◆ AUFGABEN:
(1) Gib den Abschnitt des Kommentars von „Ei des Kolumbus: Systemwandel“ bis „Wirtschafts- und Finanzsystems.“ wortgetreu wieder.
(2) Prüfe, ob die folgenden Aussagen mit dem Kommentar übereinstimmen, und antworte jeweils mit Ja oder Nein sowie den entscheidenden Worten des Kommentars als wörtliches Zitat. (a) Nixon trat während der Dollarkrise 1971 an einem Sonntagabend vor die Fernsehkamera. (b) Als Beispiel für einen Währungsschnitt wird das Verhältnis 1:100 genannt. (c) Die beschriebene Entwicklung wird als unmöglich bezeichnet.

◆ VORLIEGENDER TEXT:
Samstag, 2. Oktober 2010

Ei des Kolumbus: Systemwandel

Kommentar von H. H. zum Interview mit Jim Rogers: „Wer frisches Geld druckt, ruiniert sein Land“ in „Handelsblatt“-Online,

Eine Möglichkeit wurde von Mister Rogers und den Kommentatoren noch gar nicht beleuchtet: Die Revolutionierung des gesamten Wirtschafts- und Finanzsystems.


Es könnte doch sein, dass die Masse der heutigen US-Amerikaner, also das amerikanische Volk und eine es vertretende Regierung, gar nicht willens sind, für die ungeheure Schuldensumme wahrscheinlich Hunderter Billionen Dollar aufzukommen, die ihre Väter und Großväter in etwa einem Jahrhundert mit „ungedeckten“ Dollars in der ganzen Welt anhäuften. Es könnte doch sein, dass demnächst ein amerikanischer Präsident mit einem nicht weniger bedeutenden und die Realität noch drastischer offenbarenden amerikanischen Coup dem Beispiel Richard Nixons folgte, der während der Dollarkrise 1971 eines Sonntagabends vor die Fernsehkamera trat, um der staunenden Welt mitzuteilen, der Dollar werde ab dem nächsten Morgen nicht mehr gegen Gold eingetauscht (laut Abkommen von Bretton Woods 35 Dollar gegen 1 Unze Feingold) – ein Schritt, den damals Theoretiker wie Praktiker des Finanzwesens für nicht machbar gehalten hatten. Doch nun würde der amerikanische Präsident, gewissermaßen als zweiten Schritt amerikanischer Finanzstrategie, verkünden: Die USA werden am nächsten Tag einen Währungsschnitt, beispielsweise im Verhältnis 1:1000, durchführen, ausgenommen vielleicht Spareinlagen und sonstige Kleinvermögen an bestimmten Wertpapieren bis zu einem Volumen von, sagen wir, 100.000 Dollar für US-Bürger; das Ganze verbunden mit einem allgemeinen Preisstopp auf dem US-Binnenmarkt und diversen Durchführungsbestimmungen sowie notwendigen Wirtschaftsregularien.

Die ganze Welt, insbesondere die privaten und institutionellen Besitzer riesiger Dollar-Guthaben, wäre – wie 1971 – zunächst entsetzt. Doch das Leben würde weitergehen, die Realwirtschaft weiter produzieren, die Konsumenten würden ihren Lebensunterhalt durch „ehrliche Arbeit“ bestreiten, die Händler weiter handeln – auf der Basis einer neuen nationalen, sicherlich auch neuen internationalen Währung, über die man sich, möglicherweise im Rahmen internationaler Grundsätze für den weltweiten Güter- und Finanzverkehr, der Not gehorchend vermutlich bald verständigen könnte. Die Welt müsste erkennen, dass ihre Vorstellung von Reichtum nur eine Fiktion war, deren Blase nun platzte. Die ökonomische Wissenschaft müsste dies erklären mit der Feststellung, dass der amerikanische Präsidentenerlass von 1971 den Dollar und das an ihn gebundene Geld aus einer sachlichen Ware in eine Bescheinigung für geleistete Arbeit verwandelte – ein seinerzeit richtiger finanztechnischer Schritt, dem aber bislang die notwendigen theoretischen und praktischen Konsequenzen im Wirtschafts- und Finanzsystem, insbesondere was die Verteilung von Reichtum betrifft, nicht gefolgt sind.

Auch eine solche Entwicklung ist, quasi als „Ei des Kolumbus“, möglich, wenn nicht sogar wahrscheinlich; und es wäre wohl die beste, weil logisch notwendige.

◆ Gesammelte Dateneinträge:
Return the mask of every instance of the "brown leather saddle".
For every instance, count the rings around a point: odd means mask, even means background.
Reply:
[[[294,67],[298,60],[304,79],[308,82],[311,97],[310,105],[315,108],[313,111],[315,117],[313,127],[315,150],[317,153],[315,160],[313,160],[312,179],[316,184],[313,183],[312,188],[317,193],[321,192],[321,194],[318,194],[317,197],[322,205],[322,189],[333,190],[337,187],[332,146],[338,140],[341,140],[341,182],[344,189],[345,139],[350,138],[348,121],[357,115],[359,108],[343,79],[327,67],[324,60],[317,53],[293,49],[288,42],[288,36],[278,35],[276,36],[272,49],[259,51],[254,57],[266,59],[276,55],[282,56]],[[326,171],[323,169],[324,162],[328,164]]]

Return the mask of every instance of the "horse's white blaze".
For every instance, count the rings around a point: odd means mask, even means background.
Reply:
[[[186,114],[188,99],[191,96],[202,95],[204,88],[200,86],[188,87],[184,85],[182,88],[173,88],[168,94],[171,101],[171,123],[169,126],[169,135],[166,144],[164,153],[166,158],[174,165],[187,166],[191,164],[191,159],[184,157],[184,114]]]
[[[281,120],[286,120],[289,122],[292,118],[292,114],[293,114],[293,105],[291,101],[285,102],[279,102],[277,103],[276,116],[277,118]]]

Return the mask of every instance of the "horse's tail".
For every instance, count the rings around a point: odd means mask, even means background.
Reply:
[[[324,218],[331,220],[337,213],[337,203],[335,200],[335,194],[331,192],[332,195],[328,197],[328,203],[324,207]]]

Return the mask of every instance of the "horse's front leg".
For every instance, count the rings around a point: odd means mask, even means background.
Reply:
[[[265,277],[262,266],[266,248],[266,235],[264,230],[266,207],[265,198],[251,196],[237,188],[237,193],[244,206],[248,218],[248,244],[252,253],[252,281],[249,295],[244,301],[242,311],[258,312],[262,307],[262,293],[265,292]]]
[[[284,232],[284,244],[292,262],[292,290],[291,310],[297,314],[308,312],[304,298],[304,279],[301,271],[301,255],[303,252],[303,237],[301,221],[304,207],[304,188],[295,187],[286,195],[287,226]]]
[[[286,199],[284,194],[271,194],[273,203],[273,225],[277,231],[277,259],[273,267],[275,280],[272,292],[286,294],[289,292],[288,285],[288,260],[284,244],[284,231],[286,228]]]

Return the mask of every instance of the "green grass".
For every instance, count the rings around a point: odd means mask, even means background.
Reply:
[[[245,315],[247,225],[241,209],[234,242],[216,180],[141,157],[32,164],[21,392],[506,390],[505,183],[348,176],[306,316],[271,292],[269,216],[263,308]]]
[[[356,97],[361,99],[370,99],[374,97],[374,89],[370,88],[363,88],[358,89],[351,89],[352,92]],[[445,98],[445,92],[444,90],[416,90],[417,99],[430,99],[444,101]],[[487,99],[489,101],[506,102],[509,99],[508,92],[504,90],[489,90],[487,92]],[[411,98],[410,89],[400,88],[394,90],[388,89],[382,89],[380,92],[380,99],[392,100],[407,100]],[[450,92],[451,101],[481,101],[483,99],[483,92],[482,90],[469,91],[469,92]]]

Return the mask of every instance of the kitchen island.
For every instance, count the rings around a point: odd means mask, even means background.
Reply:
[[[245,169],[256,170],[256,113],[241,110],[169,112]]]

◆ LÖSUNGEN:
(1)
Ei des Kolumbus: Systemwandel

Kommentar von H. H. zum Interview mit Jim Rogers: „Wer frisches Geld druckt, ruiniert sein Land“ in „Handelsblatt“-Online,

Eine Möglichkeit wurde von Mister Rogers und den Kommentatoren noch gar nicht beleuchtet: Die Revolutionierung des gesamten Wirtschafts- und Finanzsystems.

(2)
(a) Ja: „der während der Dollarkrise 1971 eines Sonntagabends vor die Fernsehkamera trat“
(b) Nein: „beispielsweise im Verhältnis 1:1000“
(c) Nein: „Auch eine solche Entwicklung ist, quasi als „Ei des Kolumbus“, möglich, wenn nicht sogar wahrscheinlich“